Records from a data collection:
──────

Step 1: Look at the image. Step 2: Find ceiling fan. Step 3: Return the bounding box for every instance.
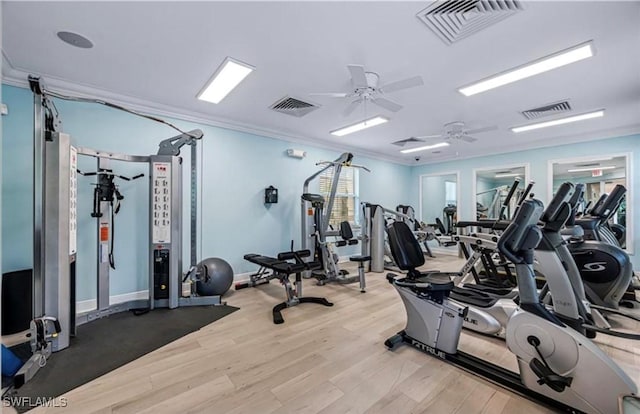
[400,121,498,145]
[310,64,424,117]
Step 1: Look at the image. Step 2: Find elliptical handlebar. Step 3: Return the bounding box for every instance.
[501,177,521,211]
[541,182,573,224]
[516,180,535,206]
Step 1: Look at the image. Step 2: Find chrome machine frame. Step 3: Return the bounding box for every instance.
[360,203,430,273]
[24,77,220,386]
[300,152,369,283]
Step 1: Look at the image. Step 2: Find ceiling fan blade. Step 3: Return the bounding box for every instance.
[309,92,349,98]
[347,65,368,88]
[342,99,362,117]
[379,76,424,93]
[372,97,403,112]
[414,134,443,139]
[460,135,478,143]
[465,125,497,135]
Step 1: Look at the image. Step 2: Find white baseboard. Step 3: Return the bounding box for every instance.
[77,273,255,312]
[76,290,149,314]
[234,271,254,284]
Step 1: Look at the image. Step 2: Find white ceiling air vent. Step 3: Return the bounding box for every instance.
[416,0,523,45]
[270,96,319,117]
[392,137,425,146]
[521,100,572,120]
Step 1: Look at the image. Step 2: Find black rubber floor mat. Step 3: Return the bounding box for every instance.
[3,305,238,412]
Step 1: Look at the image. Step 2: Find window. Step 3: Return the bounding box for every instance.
[319,166,359,228]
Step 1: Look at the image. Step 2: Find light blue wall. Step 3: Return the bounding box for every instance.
[409,135,640,267]
[2,84,411,301]
[420,173,456,224]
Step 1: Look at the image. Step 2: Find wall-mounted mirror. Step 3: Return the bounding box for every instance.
[474,165,529,220]
[549,154,631,251]
[419,172,459,252]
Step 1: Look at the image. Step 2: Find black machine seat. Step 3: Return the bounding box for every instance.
[386,221,458,296]
[393,274,455,293]
[350,255,370,263]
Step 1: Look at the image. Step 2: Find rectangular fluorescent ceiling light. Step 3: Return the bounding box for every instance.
[400,142,449,154]
[459,41,594,96]
[330,116,388,137]
[495,173,521,178]
[511,109,604,133]
[197,57,254,104]
[567,166,616,173]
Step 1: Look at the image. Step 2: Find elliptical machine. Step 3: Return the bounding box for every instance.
[385,198,637,414]
[567,185,636,309]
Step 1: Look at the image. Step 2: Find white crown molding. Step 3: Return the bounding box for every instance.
[1,58,411,166]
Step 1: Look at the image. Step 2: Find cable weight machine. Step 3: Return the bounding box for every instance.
[16,76,227,389]
[300,152,370,285]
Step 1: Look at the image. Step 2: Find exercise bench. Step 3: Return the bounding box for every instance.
[240,249,333,324]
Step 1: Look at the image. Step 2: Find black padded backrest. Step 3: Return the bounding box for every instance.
[386,221,426,270]
[497,199,544,264]
[541,182,573,224]
[339,221,353,240]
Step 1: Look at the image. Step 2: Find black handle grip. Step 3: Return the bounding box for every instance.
[517,181,535,206]
[503,178,521,208]
[52,319,62,333]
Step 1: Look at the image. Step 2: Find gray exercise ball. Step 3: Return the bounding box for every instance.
[196,257,234,296]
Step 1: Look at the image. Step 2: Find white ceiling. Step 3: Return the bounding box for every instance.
[2,1,640,165]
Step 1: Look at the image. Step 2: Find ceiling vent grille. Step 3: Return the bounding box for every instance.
[416,0,523,45]
[521,100,572,120]
[392,137,425,147]
[270,96,319,117]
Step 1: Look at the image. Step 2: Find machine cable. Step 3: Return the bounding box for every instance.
[37,86,198,139]
[77,169,145,269]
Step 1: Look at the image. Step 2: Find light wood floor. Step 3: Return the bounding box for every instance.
[5,253,640,414]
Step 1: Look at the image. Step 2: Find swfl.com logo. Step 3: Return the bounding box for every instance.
[2,396,68,408]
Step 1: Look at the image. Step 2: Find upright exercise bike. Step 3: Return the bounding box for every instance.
[385,198,636,414]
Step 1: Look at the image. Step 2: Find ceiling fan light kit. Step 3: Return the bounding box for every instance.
[458,41,595,96]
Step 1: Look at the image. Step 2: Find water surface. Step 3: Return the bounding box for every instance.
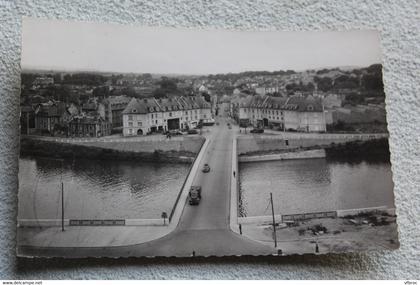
[19,156,190,220]
[239,158,395,217]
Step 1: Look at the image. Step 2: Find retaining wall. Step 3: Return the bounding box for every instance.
[239,149,326,162]
[237,133,388,155]
[337,206,395,217]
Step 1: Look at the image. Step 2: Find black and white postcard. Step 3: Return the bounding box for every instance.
[17,18,399,257]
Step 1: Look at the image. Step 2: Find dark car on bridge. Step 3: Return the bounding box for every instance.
[187,129,198,134]
[189,186,202,205]
[165,130,183,136]
[202,163,210,173]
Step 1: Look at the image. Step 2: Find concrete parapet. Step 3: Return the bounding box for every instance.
[239,149,326,162]
[238,215,282,225]
[229,136,240,234]
[168,138,210,228]
[18,219,70,227]
[18,218,168,227]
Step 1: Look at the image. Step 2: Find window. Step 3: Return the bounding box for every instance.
[128,122,133,127]
[137,122,142,127]
[155,120,158,124]
[128,115,133,121]
[128,129,133,134]
[169,112,172,117]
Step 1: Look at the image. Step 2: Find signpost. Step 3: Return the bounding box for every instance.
[61,181,64,232]
[161,212,168,225]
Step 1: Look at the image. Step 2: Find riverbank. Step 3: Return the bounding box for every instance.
[241,211,399,255]
[20,135,205,163]
[237,132,388,156]
[239,149,326,162]
[238,138,390,163]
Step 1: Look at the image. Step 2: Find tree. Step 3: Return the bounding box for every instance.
[314,76,333,92]
[202,92,211,102]
[334,75,359,89]
[361,73,384,91]
[93,86,110,98]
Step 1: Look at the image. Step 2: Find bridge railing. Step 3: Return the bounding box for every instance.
[168,138,206,223]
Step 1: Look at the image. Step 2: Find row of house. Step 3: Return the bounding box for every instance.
[230,94,327,132]
[20,95,133,137]
[30,101,111,137]
[122,96,212,136]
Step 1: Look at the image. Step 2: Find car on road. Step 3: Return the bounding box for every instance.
[166,130,183,136]
[189,186,202,205]
[202,163,210,173]
[203,118,216,126]
[250,128,264,133]
[187,129,198,134]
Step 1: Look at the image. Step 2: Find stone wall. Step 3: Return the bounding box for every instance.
[237,134,387,155]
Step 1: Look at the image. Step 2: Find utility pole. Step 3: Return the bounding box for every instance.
[61,181,64,232]
[270,192,277,248]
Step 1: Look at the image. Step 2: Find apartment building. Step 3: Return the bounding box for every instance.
[122,96,211,136]
[232,94,327,132]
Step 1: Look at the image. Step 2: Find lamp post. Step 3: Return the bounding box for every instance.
[270,192,277,248]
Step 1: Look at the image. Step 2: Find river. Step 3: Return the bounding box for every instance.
[18,156,190,220]
[239,158,395,217]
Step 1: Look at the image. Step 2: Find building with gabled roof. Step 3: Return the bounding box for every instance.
[34,101,72,134]
[122,96,211,136]
[68,115,111,138]
[232,94,327,132]
[103,95,131,129]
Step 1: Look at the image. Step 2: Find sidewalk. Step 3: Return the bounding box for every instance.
[17,225,170,247]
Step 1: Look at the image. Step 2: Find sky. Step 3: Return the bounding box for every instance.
[21,18,383,75]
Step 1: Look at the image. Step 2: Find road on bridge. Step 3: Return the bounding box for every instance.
[19,108,275,257]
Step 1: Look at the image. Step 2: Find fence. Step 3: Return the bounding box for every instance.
[69,219,125,226]
[282,211,337,221]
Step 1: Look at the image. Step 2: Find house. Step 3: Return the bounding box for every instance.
[68,115,111,137]
[255,86,279,96]
[81,98,106,119]
[32,77,54,89]
[323,94,342,109]
[122,96,212,136]
[103,95,131,129]
[233,94,327,132]
[34,101,71,135]
[20,105,35,135]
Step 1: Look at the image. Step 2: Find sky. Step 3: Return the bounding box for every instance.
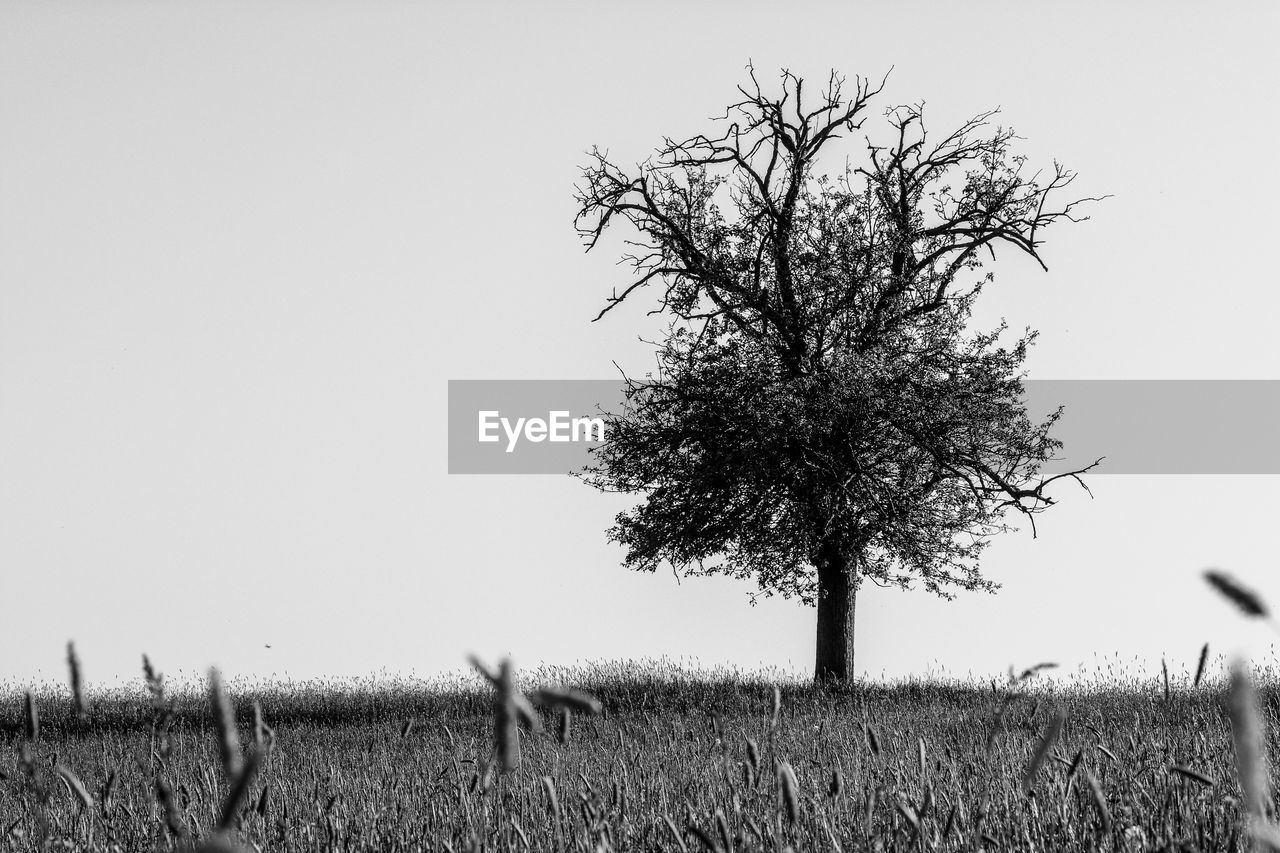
[2,1,1279,691]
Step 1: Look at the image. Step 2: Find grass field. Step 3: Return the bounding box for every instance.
[2,655,1278,852]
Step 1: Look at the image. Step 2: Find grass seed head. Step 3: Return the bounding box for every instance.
[1194,643,1209,688]
[142,654,166,712]
[1205,570,1268,618]
[896,797,921,835]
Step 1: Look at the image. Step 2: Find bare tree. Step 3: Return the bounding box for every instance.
[574,66,1103,682]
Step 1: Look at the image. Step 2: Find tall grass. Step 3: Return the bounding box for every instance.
[1,656,1277,851]
[0,569,1274,850]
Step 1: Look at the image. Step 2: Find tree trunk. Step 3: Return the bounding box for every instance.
[814,540,858,683]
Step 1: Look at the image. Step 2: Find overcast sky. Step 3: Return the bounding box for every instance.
[2,1,1278,690]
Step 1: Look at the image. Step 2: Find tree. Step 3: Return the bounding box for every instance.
[573,67,1102,682]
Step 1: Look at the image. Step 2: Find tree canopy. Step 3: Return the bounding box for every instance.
[574,67,1102,678]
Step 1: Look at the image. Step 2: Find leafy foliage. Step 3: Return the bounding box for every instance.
[575,67,1101,604]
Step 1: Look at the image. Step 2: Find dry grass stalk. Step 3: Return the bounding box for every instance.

──────

WORK TO COMPLETE: From the line containing "Step 1: Look at the image. Step 2: Find tree canopy." through the last line of the records above, reproduce every line exactly.

WRITTEN SOLUTION:
Step 1: Look at the image. Step 2: Find tree canopy. Step 3: Return the bounding box for every instance.
[574,67,1102,678]
Step 1: Look at the image. Step 2: Find leafy foliage. Step 3: Return the bounding box for every instance.
[575,67,1101,604]
Step 1: Look at the image. Step 2: Find dry grass stalk. Step 3: Return the bounding box for every instance.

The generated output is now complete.